*What to produce*
Give back exactly the lines from the one containing "In this exercise you will locate the blue" through the end of the records, including both, and no others.

(Photo-based point labeling data)
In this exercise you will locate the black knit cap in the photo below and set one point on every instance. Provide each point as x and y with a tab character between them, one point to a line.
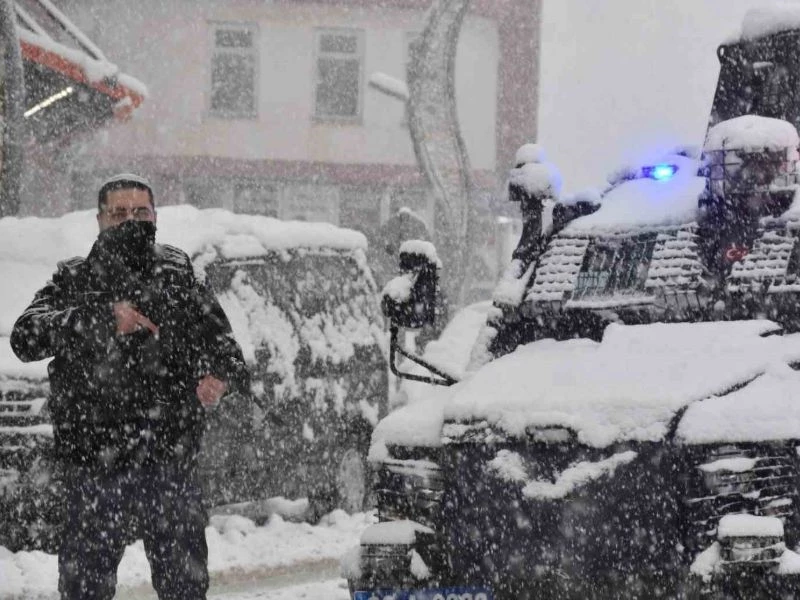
123	181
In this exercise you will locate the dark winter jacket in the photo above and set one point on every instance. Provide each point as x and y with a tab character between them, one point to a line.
128	399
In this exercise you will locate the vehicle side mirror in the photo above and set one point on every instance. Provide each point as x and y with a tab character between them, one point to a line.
410	299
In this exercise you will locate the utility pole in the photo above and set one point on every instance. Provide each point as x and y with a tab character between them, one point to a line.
13	81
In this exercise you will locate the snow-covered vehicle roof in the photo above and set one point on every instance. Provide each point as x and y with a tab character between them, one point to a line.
31	247
628	387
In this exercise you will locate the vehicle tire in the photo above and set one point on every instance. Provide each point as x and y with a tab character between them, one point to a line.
352	481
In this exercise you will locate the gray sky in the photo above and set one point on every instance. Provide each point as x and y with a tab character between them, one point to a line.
628	79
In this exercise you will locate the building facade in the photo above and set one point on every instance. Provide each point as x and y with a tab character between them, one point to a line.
265	107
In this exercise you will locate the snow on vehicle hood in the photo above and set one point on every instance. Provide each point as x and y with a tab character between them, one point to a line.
626	388
767	409
645	202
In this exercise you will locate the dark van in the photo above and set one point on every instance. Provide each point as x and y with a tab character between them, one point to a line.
304	308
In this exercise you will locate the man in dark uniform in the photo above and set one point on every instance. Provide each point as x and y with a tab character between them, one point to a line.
139	349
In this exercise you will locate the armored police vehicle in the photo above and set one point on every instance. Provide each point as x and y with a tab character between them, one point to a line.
629	424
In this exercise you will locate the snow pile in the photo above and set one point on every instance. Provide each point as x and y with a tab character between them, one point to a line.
235	546
418	422
511	287
732	465
707	561
534	174
399	288
763	21
646	202
628	387
744	525
576	476
766	409
751	133
510	467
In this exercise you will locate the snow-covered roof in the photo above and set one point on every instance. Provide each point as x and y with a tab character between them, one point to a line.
629	386
751	133
646	203
765	20
30	248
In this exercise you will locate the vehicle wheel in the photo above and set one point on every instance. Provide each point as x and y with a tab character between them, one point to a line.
352	481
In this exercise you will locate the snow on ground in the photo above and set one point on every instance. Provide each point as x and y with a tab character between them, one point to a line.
236	547
335	589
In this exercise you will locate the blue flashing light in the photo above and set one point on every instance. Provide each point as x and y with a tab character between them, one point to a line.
660	172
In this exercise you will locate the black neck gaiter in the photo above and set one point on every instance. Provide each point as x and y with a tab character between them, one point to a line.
128	246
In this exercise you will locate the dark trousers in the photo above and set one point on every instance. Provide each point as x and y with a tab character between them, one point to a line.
105	511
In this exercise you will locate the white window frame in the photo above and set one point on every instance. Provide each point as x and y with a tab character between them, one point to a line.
214	27
359	35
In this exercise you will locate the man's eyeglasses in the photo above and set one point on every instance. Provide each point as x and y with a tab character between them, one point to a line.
140	213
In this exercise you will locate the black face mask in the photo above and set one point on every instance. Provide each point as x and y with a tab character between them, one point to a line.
130	244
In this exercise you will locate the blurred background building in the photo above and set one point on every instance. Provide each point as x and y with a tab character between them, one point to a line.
265	107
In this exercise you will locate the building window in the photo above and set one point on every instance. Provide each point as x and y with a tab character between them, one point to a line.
613	267
234	64
340	59
255	198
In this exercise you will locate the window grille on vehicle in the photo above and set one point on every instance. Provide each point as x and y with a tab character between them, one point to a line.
732	479
409	489
613	266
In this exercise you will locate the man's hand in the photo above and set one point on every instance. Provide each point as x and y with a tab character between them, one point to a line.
210	390
130	320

*Problem solution*
In this exercise you will locate the blue flashing light in the photo above and set one point on every instance. Provide each point as x and y with a tab character between them, one point to a line.
660	172
In this exercise you will locate the black neck gaiter in the photo above and set one point on every instance. Provide each point as x and y with a tab character between them, one point to a line.
128	246
In this exercise you will locate the dark trousers in the photo above and set one point on every instance. Provide each point as x and y with a tab character between them, one point to a line.
105	511
In this exercise you will locate the white window frame in the photo above and set one point on every instance. Provide each point as x and y with a tab character between them, one point to a line.
214	27
359	35
In this exercise you will locate the man's eyeglasses in the photo above and set one point on every instance. Provide each point as x and y with a tab character between them, one point to a line.
140	213
In this exercise you will locate the black face mask in the photo above and set one point on every instance. Provide each point as x and y with a tab character between them, one point to a line.
130	244
In this exercise you will locate the blurred background building in the photo above and set one point on every instance. Provide each point as x and y with a tab character between them, one point to a line.
265	107
In this exercise you will locate the building window in the photo above and set one point on every instance. Provide each point as x and y with a tab character between them, one point to a line.
613	267
234	64
340	59
255	198
In this exercise you will locate the window grille on vehicle in the photo above and set one point on every instance. Provide each point as x and y with a tab character between them, one point to a line.
732	479
409	489
613	266
In this exercise you will locate the man's hand in the photo above and set one point on every instance. Provide each point as x and y with a tab character between them, one point to a line.
210	390
130	320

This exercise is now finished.